### Aufgabe 1
Geben Sie die Zeilen der Datensätze von der Zeile mit „water, it would be much appreciated.“ bis einschließlich der Zeile mit „POLYGON ((276 265, 280“ unverändert wieder, jedoch ohne die Bilder.
#####
Hygiene als Ernährungstrend der Post-Corona-Jahre. Ein Beitrag von Gastro-Journalist Clemens Niedenthal.


Clean Eating: Das waren doch diese Schüsselgerichte, zu denen man unbedingt „Bowl“ sagen sollte. Avocado, Rohköstliches, Chiasamen. Und tatsächlich fühlte sich die Zeitschrift Fit for Fun noch vor zwei Jahren zum Hinweis verpflichtet, dass mit dem Ernährungstrend Clean Eating „nicht die Hygiene gemeint sei“.


Nun, die Geschichte lehrt uns eines Besseren. Ein großer Ernährungstrend der Post-Corona-Jahre wird eben genau die Hygiene sein. Und zwar in vielen Facetten, Aromen und Erscheinungsformen. Mit Aus- und Einwirkungen auf die Speisekarten und die Arbeitsabläufe der Gastronomie, die dem Gast nicht einmal immer bewusst sein werden. Ja, manchmal nicht einmal dem Wirt. Und ich rede jetzt nicht davon, dass endlich auch dieses Szenerestaurant in Berlin-Neukölln einen gescheiten Sanitärbereich haben wird.
#####
### Aufgabe 2
Welche Zeitschrift sah sich laut dem Textauszug vor zwei Jahren verpflichtet, darauf hinzuweisen, dass mit Clean Eating nicht die Hygiene gemeint sei?
#####
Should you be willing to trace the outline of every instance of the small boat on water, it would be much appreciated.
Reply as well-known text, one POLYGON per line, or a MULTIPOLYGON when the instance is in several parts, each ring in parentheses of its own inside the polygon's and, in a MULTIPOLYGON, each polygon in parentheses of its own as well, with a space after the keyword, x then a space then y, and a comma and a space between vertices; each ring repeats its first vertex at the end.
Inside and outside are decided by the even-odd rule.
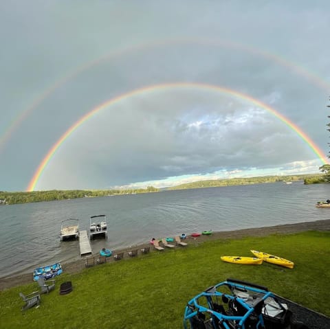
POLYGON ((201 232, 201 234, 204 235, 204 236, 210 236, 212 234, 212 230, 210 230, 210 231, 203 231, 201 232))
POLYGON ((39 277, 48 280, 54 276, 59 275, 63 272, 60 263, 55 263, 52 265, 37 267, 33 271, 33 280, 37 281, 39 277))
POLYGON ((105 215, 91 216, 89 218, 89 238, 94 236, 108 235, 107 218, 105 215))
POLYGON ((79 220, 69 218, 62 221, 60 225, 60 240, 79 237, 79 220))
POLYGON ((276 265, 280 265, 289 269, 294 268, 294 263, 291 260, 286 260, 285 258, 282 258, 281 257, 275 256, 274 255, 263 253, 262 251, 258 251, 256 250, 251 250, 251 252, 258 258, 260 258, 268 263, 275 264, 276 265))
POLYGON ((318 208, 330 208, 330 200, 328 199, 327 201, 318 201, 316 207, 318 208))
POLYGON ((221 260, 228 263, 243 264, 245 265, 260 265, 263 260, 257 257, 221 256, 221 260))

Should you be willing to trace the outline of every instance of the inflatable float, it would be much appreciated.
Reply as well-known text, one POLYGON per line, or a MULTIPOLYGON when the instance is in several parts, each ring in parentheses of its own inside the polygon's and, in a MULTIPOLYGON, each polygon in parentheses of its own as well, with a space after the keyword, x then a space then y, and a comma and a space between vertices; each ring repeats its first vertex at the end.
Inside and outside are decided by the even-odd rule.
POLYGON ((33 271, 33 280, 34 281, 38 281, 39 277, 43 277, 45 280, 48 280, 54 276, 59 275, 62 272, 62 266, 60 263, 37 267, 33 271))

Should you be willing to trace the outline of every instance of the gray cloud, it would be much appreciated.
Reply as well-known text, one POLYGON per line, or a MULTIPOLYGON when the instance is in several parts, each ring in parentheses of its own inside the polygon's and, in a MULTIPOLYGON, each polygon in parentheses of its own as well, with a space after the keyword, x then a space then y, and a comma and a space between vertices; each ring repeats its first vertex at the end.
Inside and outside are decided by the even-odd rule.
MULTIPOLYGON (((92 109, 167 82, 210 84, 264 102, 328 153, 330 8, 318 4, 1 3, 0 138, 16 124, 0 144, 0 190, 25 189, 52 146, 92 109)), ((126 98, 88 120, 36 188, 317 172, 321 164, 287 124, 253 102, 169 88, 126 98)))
#####
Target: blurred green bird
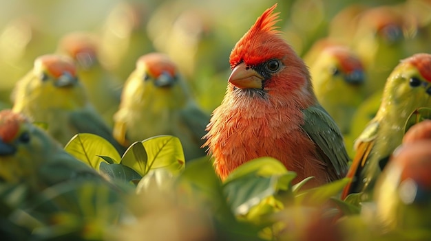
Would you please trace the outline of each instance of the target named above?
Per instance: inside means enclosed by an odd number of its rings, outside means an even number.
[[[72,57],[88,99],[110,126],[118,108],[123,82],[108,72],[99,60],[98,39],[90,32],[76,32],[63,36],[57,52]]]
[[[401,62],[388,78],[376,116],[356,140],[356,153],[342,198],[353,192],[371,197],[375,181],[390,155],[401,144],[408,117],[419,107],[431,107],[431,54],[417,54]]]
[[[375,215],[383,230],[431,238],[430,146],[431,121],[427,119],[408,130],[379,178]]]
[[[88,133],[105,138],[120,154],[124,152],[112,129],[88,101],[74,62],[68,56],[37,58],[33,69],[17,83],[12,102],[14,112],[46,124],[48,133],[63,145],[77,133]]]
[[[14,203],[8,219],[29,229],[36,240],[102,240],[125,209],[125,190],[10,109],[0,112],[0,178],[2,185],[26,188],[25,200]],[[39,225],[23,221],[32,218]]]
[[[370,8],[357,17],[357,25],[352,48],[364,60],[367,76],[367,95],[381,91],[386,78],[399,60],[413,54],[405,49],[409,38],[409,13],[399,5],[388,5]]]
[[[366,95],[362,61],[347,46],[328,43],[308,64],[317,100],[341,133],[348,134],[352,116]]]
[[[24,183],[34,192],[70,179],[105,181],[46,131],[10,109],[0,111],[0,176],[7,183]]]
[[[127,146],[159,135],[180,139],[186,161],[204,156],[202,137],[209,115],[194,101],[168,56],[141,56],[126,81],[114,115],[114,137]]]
#####
### Richtige Antwort 1
Should you be willing to trace the outline of every instance of the small boat on water, it would be much appreciated.
Reply as well-known text, one POLYGON per line, or a MULTIPOLYGON when the instance is in several parts, each ring in parentheses of its own inside the polygon's and, in a MULTIPOLYGON, each polygon in parentheses of its own as well, with a space after the keyword, x then a space then y, and a comma and a space between vertices; each ring repeats its first vertex at the end.
Inside and outside are decided by the even-odd rule.
POLYGON ((201 232, 201 234, 204 235, 204 236, 210 236, 212 234, 212 230, 210 230, 210 231, 203 231, 201 232))
POLYGON ((39 277, 48 280, 54 276, 59 275, 63 272, 60 263, 55 263, 52 265, 37 267, 33 271, 33 280, 37 281, 39 277))
POLYGON ((105 215, 91 216, 89 218, 89 238, 94 236, 108 235, 107 218, 105 215))
POLYGON ((79 220, 69 218, 62 221, 60 225, 60 240, 79 237, 79 220))
POLYGON ((276 265, 280 265, 289 269, 294 268, 294 263, 291 260, 286 260, 285 258, 282 258, 281 257, 275 256, 274 255, 263 253, 262 251, 258 251, 256 250, 251 250, 251 252, 258 258, 260 258, 268 263, 275 264, 276 265))

### Richtige Antwort 2
Die Zeitschrift Fit for Fun.